Can you quote the lines below exactly, starting at the line with "grate, that would be wonderful." and going through the last one?
Records supplied start
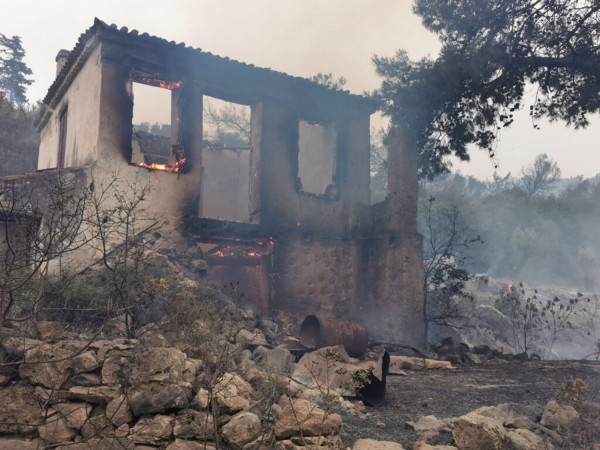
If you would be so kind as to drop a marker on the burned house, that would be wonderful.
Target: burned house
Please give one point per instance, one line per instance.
(285, 213)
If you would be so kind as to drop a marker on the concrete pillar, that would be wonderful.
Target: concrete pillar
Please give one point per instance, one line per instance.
(403, 186)
(395, 257)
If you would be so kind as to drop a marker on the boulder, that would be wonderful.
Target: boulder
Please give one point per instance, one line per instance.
(118, 411)
(556, 415)
(86, 379)
(191, 424)
(201, 399)
(51, 368)
(146, 366)
(309, 442)
(103, 347)
(521, 439)
(84, 362)
(16, 347)
(475, 432)
(180, 444)
(299, 416)
(56, 430)
(98, 426)
(232, 393)
(94, 394)
(20, 412)
(12, 443)
(155, 398)
(372, 444)
(242, 429)
(278, 360)
(50, 331)
(74, 413)
(153, 430)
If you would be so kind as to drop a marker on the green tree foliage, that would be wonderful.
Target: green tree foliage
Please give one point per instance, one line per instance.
(540, 175)
(491, 49)
(327, 79)
(19, 141)
(548, 238)
(13, 71)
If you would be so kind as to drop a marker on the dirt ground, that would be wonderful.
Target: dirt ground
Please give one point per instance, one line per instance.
(526, 385)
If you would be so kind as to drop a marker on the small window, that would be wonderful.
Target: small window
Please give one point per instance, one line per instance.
(62, 138)
(225, 161)
(155, 139)
(316, 158)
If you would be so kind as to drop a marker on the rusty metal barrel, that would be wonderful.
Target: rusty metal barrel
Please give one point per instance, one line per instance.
(320, 332)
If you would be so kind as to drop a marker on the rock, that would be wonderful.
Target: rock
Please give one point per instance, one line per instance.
(428, 423)
(475, 432)
(201, 399)
(180, 444)
(94, 394)
(556, 415)
(242, 429)
(97, 426)
(51, 368)
(191, 424)
(118, 411)
(153, 430)
(86, 379)
(122, 431)
(155, 398)
(302, 416)
(426, 446)
(372, 444)
(245, 338)
(278, 360)
(12, 444)
(99, 444)
(16, 347)
(84, 362)
(521, 439)
(308, 442)
(48, 396)
(232, 393)
(56, 430)
(103, 347)
(399, 363)
(192, 367)
(50, 332)
(19, 412)
(145, 366)
(74, 413)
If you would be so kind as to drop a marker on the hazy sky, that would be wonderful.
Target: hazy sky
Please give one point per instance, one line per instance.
(300, 37)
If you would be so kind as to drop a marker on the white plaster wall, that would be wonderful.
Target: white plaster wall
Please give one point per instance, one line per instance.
(83, 119)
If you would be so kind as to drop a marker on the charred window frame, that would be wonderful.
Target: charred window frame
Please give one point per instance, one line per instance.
(317, 159)
(17, 234)
(154, 147)
(62, 136)
(227, 143)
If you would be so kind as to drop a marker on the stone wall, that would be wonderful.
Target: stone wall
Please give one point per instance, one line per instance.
(314, 275)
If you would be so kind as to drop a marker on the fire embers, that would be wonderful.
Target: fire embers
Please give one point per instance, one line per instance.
(256, 249)
(176, 162)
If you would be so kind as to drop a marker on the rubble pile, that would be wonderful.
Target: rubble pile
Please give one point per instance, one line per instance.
(66, 391)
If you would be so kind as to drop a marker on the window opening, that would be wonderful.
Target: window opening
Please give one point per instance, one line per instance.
(225, 161)
(155, 139)
(62, 138)
(316, 158)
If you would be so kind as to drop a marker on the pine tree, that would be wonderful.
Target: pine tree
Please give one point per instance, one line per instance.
(13, 71)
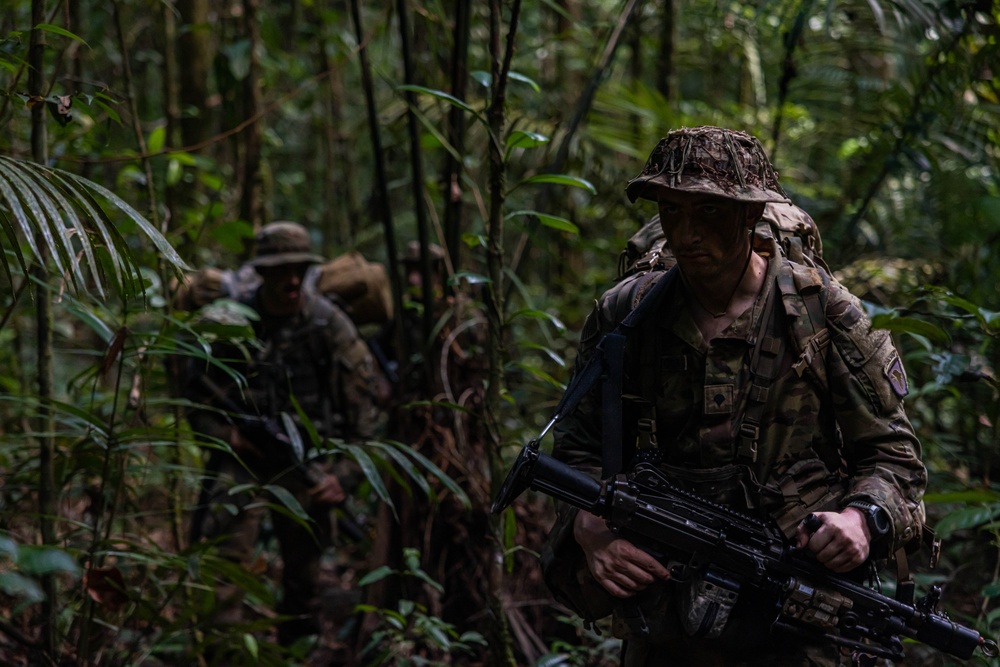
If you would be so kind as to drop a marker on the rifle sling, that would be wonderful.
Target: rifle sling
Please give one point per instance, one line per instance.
(607, 362)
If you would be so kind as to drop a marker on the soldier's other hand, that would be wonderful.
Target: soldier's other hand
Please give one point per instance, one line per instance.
(622, 568)
(327, 491)
(841, 542)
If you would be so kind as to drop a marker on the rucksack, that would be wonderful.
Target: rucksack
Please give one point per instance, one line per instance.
(360, 287)
(794, 230)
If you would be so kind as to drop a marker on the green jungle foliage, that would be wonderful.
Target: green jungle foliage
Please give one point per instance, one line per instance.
(141, 140)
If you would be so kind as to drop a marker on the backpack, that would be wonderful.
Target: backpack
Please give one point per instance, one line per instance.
(360, 287)
(794, 230)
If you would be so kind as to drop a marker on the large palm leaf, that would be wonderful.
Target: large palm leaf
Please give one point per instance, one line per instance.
(59, 215)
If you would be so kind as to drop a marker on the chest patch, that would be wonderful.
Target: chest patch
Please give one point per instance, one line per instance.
(718, 399)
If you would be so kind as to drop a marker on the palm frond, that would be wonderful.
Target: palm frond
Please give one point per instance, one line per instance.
(59, 216)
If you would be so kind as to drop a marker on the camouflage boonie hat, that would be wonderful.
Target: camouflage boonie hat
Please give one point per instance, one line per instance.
(709, 160)
(284, 243)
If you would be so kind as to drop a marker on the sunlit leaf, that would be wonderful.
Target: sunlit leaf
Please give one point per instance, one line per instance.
(552, 221)
(56, 30)
(911, 325)
(562, 179)
(441, 95)
(522, 139)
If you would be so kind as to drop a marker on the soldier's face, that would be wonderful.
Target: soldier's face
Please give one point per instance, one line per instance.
(707, 234)
(281, 291)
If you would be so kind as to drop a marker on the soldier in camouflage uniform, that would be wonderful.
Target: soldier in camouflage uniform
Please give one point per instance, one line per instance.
(309, 354)
(759, 384)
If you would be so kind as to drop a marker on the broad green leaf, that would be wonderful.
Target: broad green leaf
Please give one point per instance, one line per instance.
(539, 374)
(440, 94)
(162, 245)
(552, 221)
(911, 325)
(539, 315)
(378, 574)
(288, 500)
(250, 643)
(108, 109)
(432, 468)
(517, 76)
(371, 472)
(156, 139)
(8, 547)
(970, 496)
(967, 517)
(45, 560)
(509, 538)
(19, 586)
(562, 179)
(522, 139)
(547, 351)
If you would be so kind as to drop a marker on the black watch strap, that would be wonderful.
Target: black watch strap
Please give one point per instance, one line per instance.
(876, 518)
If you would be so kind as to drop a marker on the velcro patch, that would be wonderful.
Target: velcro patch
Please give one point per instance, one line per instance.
(896, 376)
(718, 399)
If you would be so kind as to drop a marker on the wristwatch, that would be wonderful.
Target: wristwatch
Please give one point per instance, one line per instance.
(875, 517)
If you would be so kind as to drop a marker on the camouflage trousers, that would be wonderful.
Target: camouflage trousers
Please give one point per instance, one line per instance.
(688, 652)
(746, 641)
(233, 522)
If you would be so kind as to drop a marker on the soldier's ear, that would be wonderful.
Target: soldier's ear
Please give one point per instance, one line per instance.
(754, 212)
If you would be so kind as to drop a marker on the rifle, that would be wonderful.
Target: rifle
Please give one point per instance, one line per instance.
(701, 541)
(282, 452)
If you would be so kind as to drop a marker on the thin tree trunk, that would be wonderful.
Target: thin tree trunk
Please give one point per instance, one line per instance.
(582, 109)
(251, 202)
(193, 65)
(341, 205)
(666, 73)
(381, 196)
(496, 115)
(170, 104)
(417, 176)
(48, 493)
(456, 136)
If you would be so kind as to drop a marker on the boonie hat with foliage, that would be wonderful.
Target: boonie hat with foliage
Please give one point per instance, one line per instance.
(281, 243)
(709, 160)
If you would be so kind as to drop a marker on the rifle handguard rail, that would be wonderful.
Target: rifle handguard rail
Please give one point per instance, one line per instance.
(646, 508)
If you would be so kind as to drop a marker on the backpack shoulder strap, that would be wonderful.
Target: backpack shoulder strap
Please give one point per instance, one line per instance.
(805, 291)
(628, 304)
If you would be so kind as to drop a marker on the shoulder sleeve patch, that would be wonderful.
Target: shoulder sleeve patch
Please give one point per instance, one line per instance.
(896, 375)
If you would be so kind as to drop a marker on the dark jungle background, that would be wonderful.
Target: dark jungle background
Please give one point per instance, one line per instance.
(141, 140)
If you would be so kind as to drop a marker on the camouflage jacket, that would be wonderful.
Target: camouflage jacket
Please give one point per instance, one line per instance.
(832, 424)
(315, 359)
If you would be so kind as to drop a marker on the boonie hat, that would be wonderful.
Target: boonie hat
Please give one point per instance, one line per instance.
(280, 243)
(710, 160)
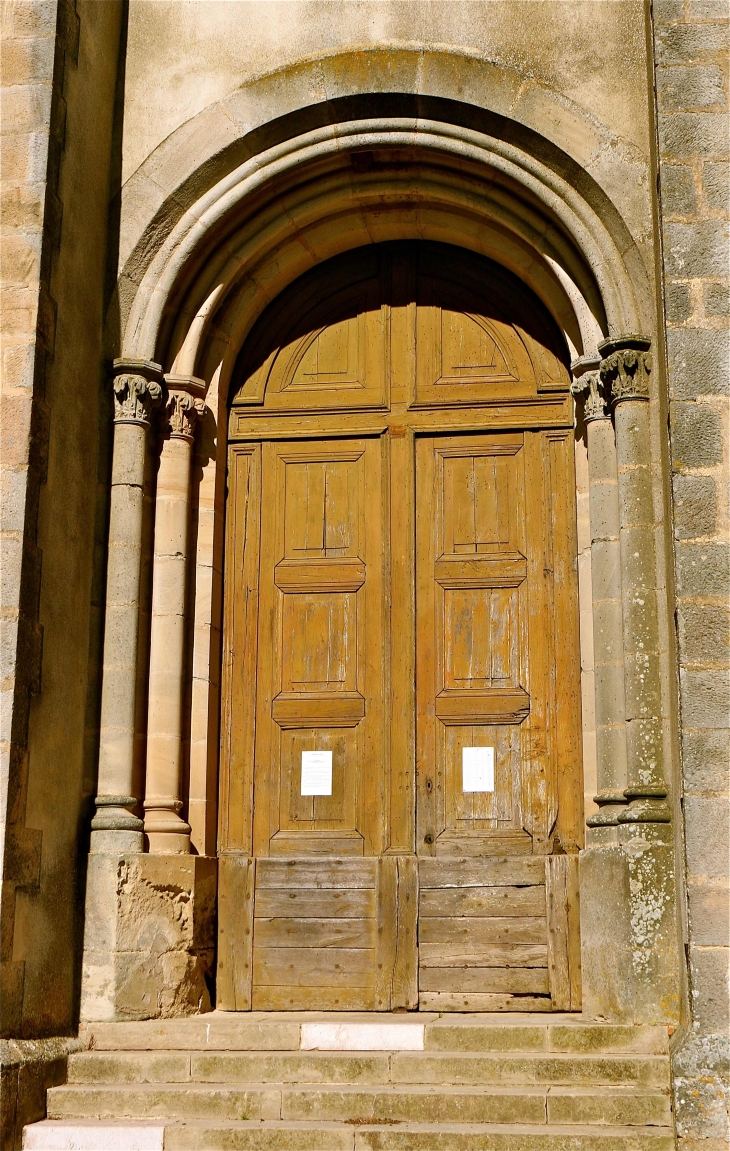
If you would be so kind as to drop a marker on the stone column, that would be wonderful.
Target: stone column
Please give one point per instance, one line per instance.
(610, 711)
(137, 390)
(625, 373)
(167, 832)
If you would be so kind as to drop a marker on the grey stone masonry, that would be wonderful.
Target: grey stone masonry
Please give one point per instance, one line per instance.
(692, 40)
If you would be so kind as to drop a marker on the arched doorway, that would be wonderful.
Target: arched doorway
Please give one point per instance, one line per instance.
(401, 748)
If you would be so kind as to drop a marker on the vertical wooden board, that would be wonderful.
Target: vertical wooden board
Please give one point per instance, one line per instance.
(565, 702)
(402, 642)
(426, 515)
(557, 889)
(386, 929)
(538, 775)
(572, 891)
(236, 882)
(240, 639)
(405, 973)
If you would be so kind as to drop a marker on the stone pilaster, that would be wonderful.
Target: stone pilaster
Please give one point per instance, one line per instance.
(137, 391)
(167, 832)
(610, 713)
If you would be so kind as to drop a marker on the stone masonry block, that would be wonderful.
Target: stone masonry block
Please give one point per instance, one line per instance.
(711, 988)
(685, 135)
(704, 633)
(708, 9)
(153, 953)
(716, 184)
(709, 914)
(699, 360)
(690, 88)
(694, 250)
(716, 299)
(29, 18)
(707, 831)
(702, 569)
(668, 10)
(683, 43)
(705, 698)
(696, 436)
(696, 505)
(706, 755)
(678, 303)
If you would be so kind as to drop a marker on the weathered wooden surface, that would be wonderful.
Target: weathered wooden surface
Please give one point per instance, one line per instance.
(236, 877)
(413, 593)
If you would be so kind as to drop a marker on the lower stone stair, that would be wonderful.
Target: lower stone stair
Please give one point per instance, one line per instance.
(309, 1082)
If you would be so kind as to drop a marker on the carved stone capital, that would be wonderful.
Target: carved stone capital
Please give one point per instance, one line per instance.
(590, 389)
(625, 367)
(184, 403)
(137, 390)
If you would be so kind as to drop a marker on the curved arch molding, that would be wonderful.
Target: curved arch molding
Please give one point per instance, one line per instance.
(357, 149)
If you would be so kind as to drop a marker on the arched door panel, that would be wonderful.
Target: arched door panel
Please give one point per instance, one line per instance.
(400, 802)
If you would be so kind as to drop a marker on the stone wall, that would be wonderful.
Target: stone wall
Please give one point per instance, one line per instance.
(691, 46)
(59, 61)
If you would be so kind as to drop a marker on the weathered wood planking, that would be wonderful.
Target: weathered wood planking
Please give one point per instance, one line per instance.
(405, 970)
(563, 919)
(293, 932)
(313, 967)
(305, 902)
(236, 876)
(483, 901)
(469, 932)
(299, 998)
(343, 875)
(480, 873)
(450, 1000)
(324, 633)
(485, 980)
(436, 954)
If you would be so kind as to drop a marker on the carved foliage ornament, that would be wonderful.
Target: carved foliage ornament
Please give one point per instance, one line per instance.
(625, 374)
(182, 411)
(588, 388)
(135, 397)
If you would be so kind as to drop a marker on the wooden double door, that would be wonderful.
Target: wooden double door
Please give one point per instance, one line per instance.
(401, 733)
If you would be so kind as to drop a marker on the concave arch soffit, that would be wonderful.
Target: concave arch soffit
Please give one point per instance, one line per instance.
(342, 170)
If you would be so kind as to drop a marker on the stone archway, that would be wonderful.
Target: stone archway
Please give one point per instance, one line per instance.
(198, 290)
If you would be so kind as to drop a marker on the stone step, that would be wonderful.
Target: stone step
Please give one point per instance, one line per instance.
(431, 1067)
(358, 1105)
(375, 1031)
(81, 1135)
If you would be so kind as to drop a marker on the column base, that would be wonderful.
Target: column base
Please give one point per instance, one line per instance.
(167, 833)
(149, 939)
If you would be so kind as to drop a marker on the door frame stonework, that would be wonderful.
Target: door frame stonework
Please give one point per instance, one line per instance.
(308, 193)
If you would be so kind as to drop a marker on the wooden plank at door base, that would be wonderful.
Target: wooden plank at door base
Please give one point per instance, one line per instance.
(563, 920)
(436, 954)
(291, 998)
(396, 959)
(236, 877)
(313, 967)
(405, 972)
(483, 901)
(448, 1000)
(485, 980)
(480, 873)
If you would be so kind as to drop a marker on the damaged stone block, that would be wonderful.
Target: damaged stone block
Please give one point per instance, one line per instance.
(150, 936)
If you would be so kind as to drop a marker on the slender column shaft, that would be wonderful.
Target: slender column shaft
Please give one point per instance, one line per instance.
(610, 713)
(625, 370)
(167, 832)
(137, 389)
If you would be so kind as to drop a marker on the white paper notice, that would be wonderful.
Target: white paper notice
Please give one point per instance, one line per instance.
(317, 772)
(478, 769)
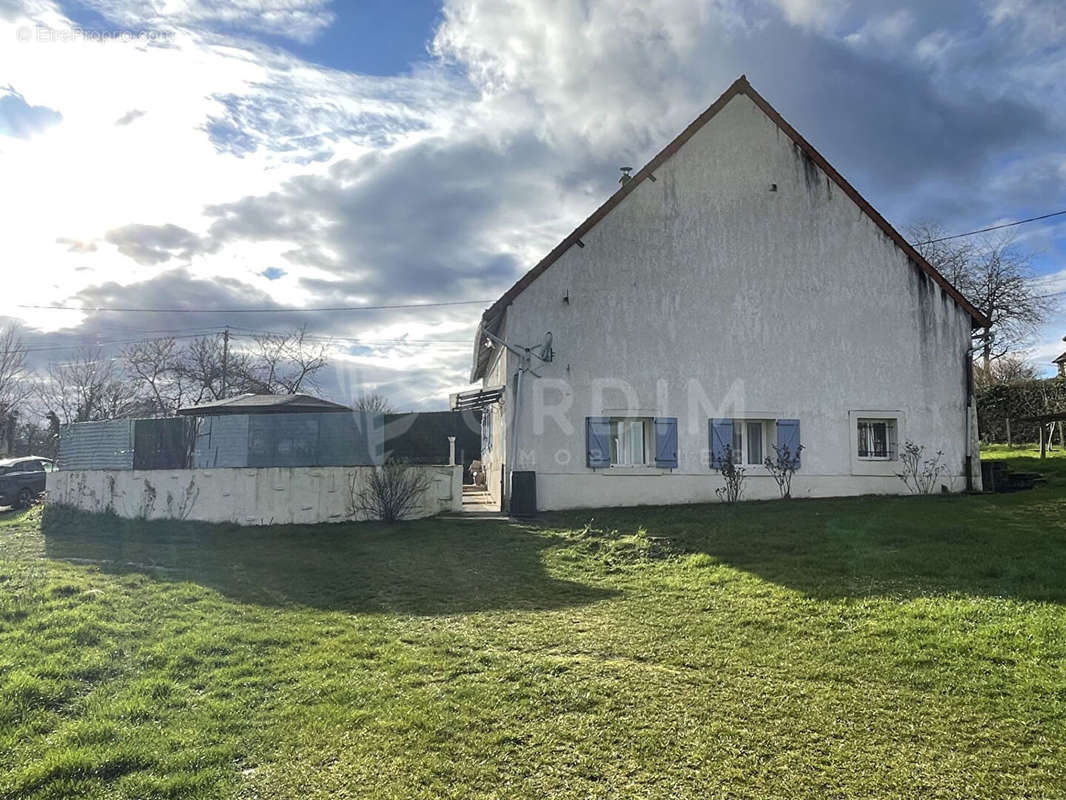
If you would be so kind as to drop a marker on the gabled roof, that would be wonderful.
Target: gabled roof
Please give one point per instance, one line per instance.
(490, 319)
(262, 404)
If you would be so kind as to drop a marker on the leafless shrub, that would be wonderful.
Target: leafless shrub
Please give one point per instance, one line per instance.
(390, 493)
(921, 476)
(782, 466)
(732, 475)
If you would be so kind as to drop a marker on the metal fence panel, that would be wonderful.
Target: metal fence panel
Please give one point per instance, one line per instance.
(337, 438)
(334, 438)
(163, 444)
(107, 445)
(222, 442)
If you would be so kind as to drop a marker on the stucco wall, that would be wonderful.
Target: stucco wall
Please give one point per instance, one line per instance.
(706, 293)
(246, 496)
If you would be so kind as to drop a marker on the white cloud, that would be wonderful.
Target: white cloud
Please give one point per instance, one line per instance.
(301, 20)
(230, 157)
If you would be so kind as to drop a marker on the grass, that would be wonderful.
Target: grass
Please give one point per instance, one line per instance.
(867, 648)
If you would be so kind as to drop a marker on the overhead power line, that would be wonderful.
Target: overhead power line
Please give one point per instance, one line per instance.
(255, 310)
(991, 227)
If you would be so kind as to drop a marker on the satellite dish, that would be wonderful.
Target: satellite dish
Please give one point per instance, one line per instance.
(546, 354)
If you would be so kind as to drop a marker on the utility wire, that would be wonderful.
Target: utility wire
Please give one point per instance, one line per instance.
(990, 227)
(255, 310)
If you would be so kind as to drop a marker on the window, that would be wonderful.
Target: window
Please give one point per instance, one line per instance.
(877, 440)
(748, 441)
(628, 440)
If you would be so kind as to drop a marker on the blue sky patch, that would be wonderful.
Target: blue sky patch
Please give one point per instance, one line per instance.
(20, 120)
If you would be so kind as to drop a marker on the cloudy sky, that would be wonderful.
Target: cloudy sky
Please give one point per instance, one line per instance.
(287, 154)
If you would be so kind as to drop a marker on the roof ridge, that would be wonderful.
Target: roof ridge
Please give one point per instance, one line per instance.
(741, 85)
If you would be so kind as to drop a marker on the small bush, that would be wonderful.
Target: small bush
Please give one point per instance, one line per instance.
(921, 476)
(782, 466)
(391, 492)
(732, 475)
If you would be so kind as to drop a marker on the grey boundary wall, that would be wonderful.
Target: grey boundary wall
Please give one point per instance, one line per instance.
(233, 441)
(245, 496)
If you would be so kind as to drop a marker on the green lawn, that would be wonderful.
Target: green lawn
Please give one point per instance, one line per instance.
(869, 648)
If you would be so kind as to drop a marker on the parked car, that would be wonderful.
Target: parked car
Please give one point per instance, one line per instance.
(22, 480)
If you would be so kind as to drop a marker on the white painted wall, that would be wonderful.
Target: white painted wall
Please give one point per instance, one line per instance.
(707, 294)
(246, 496)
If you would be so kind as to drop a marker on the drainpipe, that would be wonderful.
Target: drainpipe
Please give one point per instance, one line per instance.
(514, 430)
(971, 410)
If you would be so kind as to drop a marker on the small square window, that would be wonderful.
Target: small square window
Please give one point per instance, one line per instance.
(877, 440)
(628, 441)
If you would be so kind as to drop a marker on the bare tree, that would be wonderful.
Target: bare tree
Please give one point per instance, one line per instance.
(996, 275)
(1005, 370)
(372, 402)
(284, 363)
(89, 388)
(211, 367)
(155, 365)
(14, 374)
(199, 366)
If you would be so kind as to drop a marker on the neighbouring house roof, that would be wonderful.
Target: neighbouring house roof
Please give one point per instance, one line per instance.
(262, 404)
(494, 315)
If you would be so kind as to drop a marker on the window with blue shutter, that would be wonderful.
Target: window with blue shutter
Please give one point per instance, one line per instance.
(666, 443)
(598, 442)
(788, 436)
(721, 438)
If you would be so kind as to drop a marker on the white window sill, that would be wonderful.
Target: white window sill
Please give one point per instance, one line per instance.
(633, 469)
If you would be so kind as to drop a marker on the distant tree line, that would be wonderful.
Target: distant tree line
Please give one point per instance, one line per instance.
(149, 379)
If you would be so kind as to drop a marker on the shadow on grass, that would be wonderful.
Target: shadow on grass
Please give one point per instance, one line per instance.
(434, 566)
(988, 545)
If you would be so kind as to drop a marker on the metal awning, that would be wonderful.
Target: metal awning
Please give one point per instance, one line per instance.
(475, 399)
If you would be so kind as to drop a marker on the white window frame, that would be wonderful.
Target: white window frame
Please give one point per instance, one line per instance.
(742, 454)
(648, 447)
(891, 438)
(874, 465)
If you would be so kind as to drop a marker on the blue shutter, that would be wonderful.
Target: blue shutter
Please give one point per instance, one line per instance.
(788, 435)
(666, 443)
(598, 442)
(721, 438)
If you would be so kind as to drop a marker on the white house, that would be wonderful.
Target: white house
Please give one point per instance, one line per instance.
(736, 290)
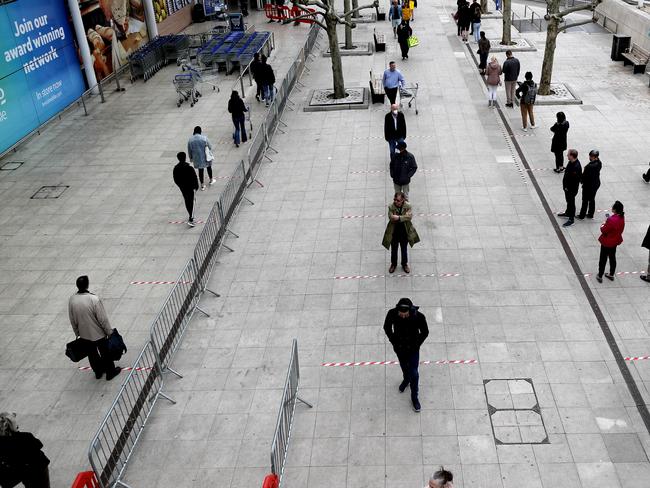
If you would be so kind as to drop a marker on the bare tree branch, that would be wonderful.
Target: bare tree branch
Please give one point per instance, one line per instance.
(575, 24)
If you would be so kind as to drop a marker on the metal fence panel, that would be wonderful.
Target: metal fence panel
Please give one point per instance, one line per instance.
(169, 326)
(120, 430)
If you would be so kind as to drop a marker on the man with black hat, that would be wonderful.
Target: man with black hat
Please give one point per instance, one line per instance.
(402, 168)
(406, 329)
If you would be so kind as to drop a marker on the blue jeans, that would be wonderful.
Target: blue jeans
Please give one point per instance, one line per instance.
(240, 128)
(392, 145)
(409, 362)
(269, 93)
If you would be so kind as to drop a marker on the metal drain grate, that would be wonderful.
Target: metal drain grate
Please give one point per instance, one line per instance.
(49, 192)
(514, 411)
(11, 165)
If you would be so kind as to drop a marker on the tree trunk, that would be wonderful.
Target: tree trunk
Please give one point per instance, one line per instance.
(348, 29)
(506, 37)
(337, 68)
(549, 48)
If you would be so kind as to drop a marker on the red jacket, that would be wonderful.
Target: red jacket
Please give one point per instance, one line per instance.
(612, 231)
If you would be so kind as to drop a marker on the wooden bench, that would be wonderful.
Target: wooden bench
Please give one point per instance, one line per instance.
(377, 93)
(380, 41)
(636, 56)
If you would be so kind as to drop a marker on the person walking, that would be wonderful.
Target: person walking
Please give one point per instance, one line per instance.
(406, 329)
(268, 81)
(571, 185)
(394, 128)
(187, 182)
(237, 108)
(527, 94)
(199, 148)
(402, 168)
(404, 31)
(400, 231)
(483, 52)
(611, 236)
(475, 8)
(464, 19)
(256, 72)
(558, 142)
(493, 80)
(510, 74)
(441, 479)
(21, 457)
(90, 323)
(392, 81)
(590, 185)
(646, 244)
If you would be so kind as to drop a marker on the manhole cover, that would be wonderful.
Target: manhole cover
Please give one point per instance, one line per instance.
(11, 165)
(50, 192)
(514, 411)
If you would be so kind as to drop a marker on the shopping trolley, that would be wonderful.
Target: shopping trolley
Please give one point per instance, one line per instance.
Records supplied end
### [Final result]
If you would be so kind as to drop a marker on the metal drain grate, that would be wonderful.
Target: metal drain grate
Please give one point per instance, one line per instance.
(49, 192)
(514, 411)
(11, 165)
If you would be so kind as to drop a marker on the tree trunk, that would be wonderful.
Target: tree trunk
Please give one point per instance, one line per instance.
(348, 29)
(506, 37)
(337, 68)
(549, 48)
If you would be so kind as to drop a marker on the red jacket, that would be wonderful.
Target: red jacket
Please give one point per instance, one line per instance.
(612, 231)
If you would be so kind as to drop a marker on the wooden bench, that would be wonderful.
Target: wooden bench
Please give one point per instance, one line per instance.
(377, 93)
(380, 41)
(636, 56)
If you would be so kind as to drop a marker on the person walking, that would be wonderful.
Target: person walking
Please give one point per instance, one line per instance.
(406, 329)
(268, 81)
(571, 185)
(394, 128)
(187, 182)
(237, 108)
(527, 94)
(199, 148)
(402, 168)
(404, 31)
(400, 231)
(483, 52)
(611, 236)
(475, 8)
(464, 19)
(256, 72)
(558, 142)
(493, 80)
(510, 74)
(441, 479)
(21, 457)
(90, 323)
(392, 81)
(590, 185)
(646, 244)
If you would be so kind as to drop a marker on the manhole cover, that would be wonderful.
Target: manhole cover
Please give one point per instance, one line per instance.
(11, 165)
(50, 192)
(514, 411)
If you would be so kind as to drop a marker on the shopping trolley, that would be wonderful.
Target: shopping trolley
Please give one point per instance, one line per instance.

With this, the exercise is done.